[Items stored from a collection]
--- start ---
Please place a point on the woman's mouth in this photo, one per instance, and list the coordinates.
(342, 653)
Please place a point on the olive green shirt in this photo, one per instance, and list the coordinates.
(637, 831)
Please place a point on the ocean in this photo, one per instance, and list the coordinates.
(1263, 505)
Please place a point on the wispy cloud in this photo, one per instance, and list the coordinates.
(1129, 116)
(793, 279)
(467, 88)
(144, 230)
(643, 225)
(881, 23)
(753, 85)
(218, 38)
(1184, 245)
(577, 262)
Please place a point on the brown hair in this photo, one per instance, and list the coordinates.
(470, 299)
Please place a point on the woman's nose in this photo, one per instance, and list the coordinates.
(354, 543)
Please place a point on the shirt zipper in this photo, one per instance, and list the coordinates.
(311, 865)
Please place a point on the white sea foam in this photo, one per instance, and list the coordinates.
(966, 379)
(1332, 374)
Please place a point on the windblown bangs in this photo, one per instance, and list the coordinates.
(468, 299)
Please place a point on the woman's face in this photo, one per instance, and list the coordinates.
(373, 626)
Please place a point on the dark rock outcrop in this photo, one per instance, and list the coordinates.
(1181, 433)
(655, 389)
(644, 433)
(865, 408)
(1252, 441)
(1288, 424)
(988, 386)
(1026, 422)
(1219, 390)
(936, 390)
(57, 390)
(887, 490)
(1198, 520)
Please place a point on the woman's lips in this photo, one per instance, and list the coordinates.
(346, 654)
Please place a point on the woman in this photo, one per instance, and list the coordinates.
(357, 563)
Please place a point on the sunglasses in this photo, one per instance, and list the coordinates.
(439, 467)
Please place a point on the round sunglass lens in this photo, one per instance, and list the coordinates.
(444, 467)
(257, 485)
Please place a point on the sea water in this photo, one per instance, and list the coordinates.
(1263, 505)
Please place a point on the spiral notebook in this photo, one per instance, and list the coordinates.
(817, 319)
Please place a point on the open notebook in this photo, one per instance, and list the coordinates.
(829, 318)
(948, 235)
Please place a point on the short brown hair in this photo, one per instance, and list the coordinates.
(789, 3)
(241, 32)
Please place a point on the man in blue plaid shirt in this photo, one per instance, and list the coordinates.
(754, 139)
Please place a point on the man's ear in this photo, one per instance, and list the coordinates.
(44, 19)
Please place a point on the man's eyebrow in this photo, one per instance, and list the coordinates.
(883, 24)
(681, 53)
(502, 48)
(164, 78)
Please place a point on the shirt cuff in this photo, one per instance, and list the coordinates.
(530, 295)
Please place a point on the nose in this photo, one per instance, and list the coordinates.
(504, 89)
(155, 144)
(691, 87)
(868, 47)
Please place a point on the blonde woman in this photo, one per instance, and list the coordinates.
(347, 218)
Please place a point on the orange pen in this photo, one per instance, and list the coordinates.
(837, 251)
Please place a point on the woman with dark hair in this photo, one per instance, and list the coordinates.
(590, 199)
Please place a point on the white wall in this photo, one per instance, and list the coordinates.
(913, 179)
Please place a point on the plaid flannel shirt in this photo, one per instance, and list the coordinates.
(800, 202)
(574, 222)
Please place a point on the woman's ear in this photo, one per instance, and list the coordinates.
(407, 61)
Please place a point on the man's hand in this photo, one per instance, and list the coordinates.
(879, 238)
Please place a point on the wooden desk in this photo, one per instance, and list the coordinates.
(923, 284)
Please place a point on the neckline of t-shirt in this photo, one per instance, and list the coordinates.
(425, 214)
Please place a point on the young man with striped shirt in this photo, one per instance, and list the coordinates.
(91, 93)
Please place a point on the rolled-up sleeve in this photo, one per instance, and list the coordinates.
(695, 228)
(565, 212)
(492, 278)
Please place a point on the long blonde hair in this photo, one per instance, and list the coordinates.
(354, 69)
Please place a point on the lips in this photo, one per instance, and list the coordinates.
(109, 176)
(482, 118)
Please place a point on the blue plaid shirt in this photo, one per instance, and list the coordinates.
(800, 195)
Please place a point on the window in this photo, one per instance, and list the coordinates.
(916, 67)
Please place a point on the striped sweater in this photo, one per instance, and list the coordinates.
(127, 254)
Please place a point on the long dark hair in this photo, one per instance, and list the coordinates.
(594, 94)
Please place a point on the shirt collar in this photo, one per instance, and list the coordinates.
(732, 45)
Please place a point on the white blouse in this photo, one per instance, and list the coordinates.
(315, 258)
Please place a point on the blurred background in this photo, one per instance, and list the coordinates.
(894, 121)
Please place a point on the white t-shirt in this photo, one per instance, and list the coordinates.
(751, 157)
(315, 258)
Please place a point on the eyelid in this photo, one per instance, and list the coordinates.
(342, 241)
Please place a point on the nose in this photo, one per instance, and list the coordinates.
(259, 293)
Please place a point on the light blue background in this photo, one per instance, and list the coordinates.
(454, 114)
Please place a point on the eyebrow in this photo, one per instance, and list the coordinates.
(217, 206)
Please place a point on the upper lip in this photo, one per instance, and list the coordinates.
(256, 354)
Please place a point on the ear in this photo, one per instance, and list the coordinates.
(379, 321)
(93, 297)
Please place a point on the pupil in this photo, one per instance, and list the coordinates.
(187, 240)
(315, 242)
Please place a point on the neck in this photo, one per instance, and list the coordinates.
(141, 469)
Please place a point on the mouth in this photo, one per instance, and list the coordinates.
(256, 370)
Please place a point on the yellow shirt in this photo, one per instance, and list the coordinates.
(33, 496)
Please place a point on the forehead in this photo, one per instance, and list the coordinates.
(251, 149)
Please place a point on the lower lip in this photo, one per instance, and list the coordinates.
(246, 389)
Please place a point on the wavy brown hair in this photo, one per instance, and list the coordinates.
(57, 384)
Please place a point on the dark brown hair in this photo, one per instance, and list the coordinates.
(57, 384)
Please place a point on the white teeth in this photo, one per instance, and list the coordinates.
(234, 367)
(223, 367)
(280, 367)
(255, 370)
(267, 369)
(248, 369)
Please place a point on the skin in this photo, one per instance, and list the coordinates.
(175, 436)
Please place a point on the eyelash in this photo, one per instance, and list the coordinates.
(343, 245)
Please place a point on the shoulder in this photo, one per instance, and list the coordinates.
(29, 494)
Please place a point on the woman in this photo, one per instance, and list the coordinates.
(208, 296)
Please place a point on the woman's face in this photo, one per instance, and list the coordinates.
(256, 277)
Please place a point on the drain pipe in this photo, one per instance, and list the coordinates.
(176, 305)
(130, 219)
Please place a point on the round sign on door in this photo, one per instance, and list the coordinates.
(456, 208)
--- end ---
Reproduce all of the material above, line for line and unchanged.

Please place a point on the woman's mouth in this photo, one per instance, and list the coordinates.
(342, 653)
Please place a point on the olive green shirt in this photo, one per instance, and list the coordinates.
(637, 831)
Please place a point on the ocean in this photo, one per instance, and list the coordinates.
(1263, 505)
Please place a point on the wispy cloud in this photo, one per instance, and list the coordinates.
(1129, 116)
(793, 279)
(467, 88)
(144, 230)
(643, 225)
(881, 23)
(753, 85)
(218, 38)
(1184, 245)
(577, 262)
Please place a point on the brown hair in this photo, one per instance, and list the coordinates.
(470, 299)
Please place a point on the woman's nose in this photo, one per instance, and list the coordinates.
(354, 543)
Please place a point on the shirt zipper in this photo, one per instance, and list the coordinates.
(311, 865)
Please place a point on the white sea foam in this photo, one per instance, and list the coordinates.
(966, 379)
(1332, 374)
Please place a point on the windblown bangs in this photo, one per instance, and list the coordinates.
(468, 299)
Please place a point on the woman's face in this photo, one per instance, and list the coordinates.
(373, 626)
Please place a point on the dark rock outcrop in this photo, one per instance, and list the coordinates.
(1181, 433)
(655, 389)
(644, 433)
(865, 408)
(1252, 441)
(1288, 424)
(988, 386)
(1026, 422)
(1219, 390)
(936, 390)
(57, 390)
(887, 490)
(1198, 520)
Please place a point on the woman's lips in this photo, one per instance, and list the coordinates.
(346, 654)
Please place a point on the woman in this photo, one per instance, and list the coordinates.
(357, 563)
Please place a point on the sunglasses in this photo, one per instance, and list the coordinates.
(439, 467)
Please place a point on the round sunglass lens in this photo, one per instance, and list the coordinates.
(444, 467)
(257, 485)
Please place a point on the sea water in this photo, one per instance, and list the coordinates.
(1263, 505)
Please place a point on the spiral notebook in this photo, one per instance, and list the coordinates.
(817, 319)
Please place a point on the open notebook in this photo, one per instance, and list the coordinates.
(829, 318)
(948, 235)
Please place a point on the short brown hair in this photo, one per instance, and list the coordinates.
(789, 3)
(241, 32)
Please place a point on the man in blue plaid shirt in this photo, one per instance, and list the coordinates.
(754, 139)
Please place a point on the man's ear in this photo, one per instance, and list the coordinates.
(44, 19)
Please place a point on the man's eyebrow in this photo, one per instance, and list the coordinates.
(883, 24)
(681, 53)
(502, 48)
(164, 78)
Please place a point on the shirt cuff in this photo, one per instance, and list the coordinates.
(530, 295)
Please place a point on the nose in this photo, one per instance, and list the coordinates.
(504, 89)
(155, 144)
(691, 87)
(868, 47)
Please place a point on the blonde woman in this photo, one per instance, and list the coordinates.
(347, 218)
Please place a point on the orange pen in this photo, one per instance, and list the coordinates.
(837, 251)
Please place a point on the woman with dark hair in this photo, one per instance, and list the coordinates.
(590, 199)
Please place a point on the white wall in this photo, one per instance, and list the coordinates.
(913, 179)
Please place a point on the plaid flannel shirt in this photo, one per instance, and list the coordinates.
(800, 202)
(574, 222)
Please place a point on the woman's ear in this photo, one per instance, and list the coordinates.
(407, 61)
Please place a point on the man's hand in this photo, one per instance, and list the coordinates.
(879, 238)
Please place a point on the wooden desk in this photo, one per instance, and list the coordinates.
(923, 284)
Please place a point on the neckline of t-shirt in this photo, one per instance, and list the coordinates.
(425, 214)
Please place a point on the young man with striped shirt in this photo, one per instance, and list the coordinates.
(91, 93)
Please place a point on the rolled-up sleeve in this photo, one per instance, and list the coordinates.
(695, 228)
(565, 212)
(492, 278)
Please place a point on the long blonde hair in this photo, one per instance, and list the coordinates.
(354, 69)
Please place a point on the lips in this photo, one per instance, and list the coordinates.
(109, 176)
(482, 118)
Please place a point on the blue plaid shirt in this photo, one per instance, and list the coordinates.
(800, 195)
Please place a point on the window in this photo, one per instance, and list the coordinates.
(916, 67)
Please place a point on the striped sweater in this photo, one per instance, and list the coordinates.
(127, 254)
Please place a point on the long dark hair in this photo, one per instance, and list the coordinates.
(594, 94)
Please place a point on the shirt collar in this photo, one per instance, and list the coordinates.
(732, 45)
Please place a point on the white blouse in this photo, one per instance, and list the coordinates.
(315, 258)
Please place a point on the blurred background in this photo, one per instance, and list the coordinates.
(894, 121)
Please place a point on the white t-shirt in this photo, one per instance, and list the coordinates.
(751, 157)
(315, 258)
Please place a point on the eyelid in this photo, one per instance, and list the coordinates.
(342, 241)
Please place a point on the nose in this photo, one per instance, and list the coordinates.
(259, 293)
Please place a point on the light blue background in this photo, one per instance, and list the coordinates.
(454, 114)
Please place a point on the eyebrow in this photo, one per instance, and list the coordinates.
(217, 206)
Please place a point on the upper lip in this photo, one per instance, and list the coordinates.
(256, 354)
Please place a point on the ear in this photo, one per instance, and list the coordinates.
(379, 321)
(93, 297)
Please place a point on the pupil in this photo, one per instance, and list the coordinates.
(187, 240)
(315, 242)
Please place a point on the neck in this photo, one per instance, and list the coordinates.
(141, 469)
Please place a point on the mouth in this photo, one per instance, and list the coordinates.
(256, 370)
Please place a point on the yellow shirt in this photo, one per instance, and list the coordinates.
(33, 496)
Please place a point on the forehead in this photo, one per instance, and list the coordinates.
(251, 149)
Please place a point on the lower lip in this photo, one per instance, and list the coordinates.
(246, 389)
Please place a point on the wavy brown hair in this photo, one per instance, and list the coordinates.
(57, 384)
Please place a point on the dark brown hair in this photo, one per instance, and list the coordinates.
(57, 384)
Please place a point on the white teeth in this photo, one per instance, and list the coordinates.
(234, 367)
(223, 367)
(280, 367)
(255, 370)
(267, 369)
(248, 369)
Please place a point on the skin in this photo, one per instance, and list the coordinates.
(175, 436)
Please place a point on the eyelash in this photo, one per instance, and list the coordinates.
(343, 245)
Please place a point on the shoulder in this photo, one per instance, and list the coordinates.
(29, 494)
Please place a point on the woman in this photo, one per instance, and list the coordinates.
(208, 296)
Please place a point on the woman's face in this photo, one per instance, and list the coordinates.
(256, 277)
Please place a point on the drain pipe in this photo, one per instance, and list the coordinates.
(176, 305)
(130, 219)
Please place a point on the round sign on door in this photo, one per instance, and list the coordinates.
(456, 208)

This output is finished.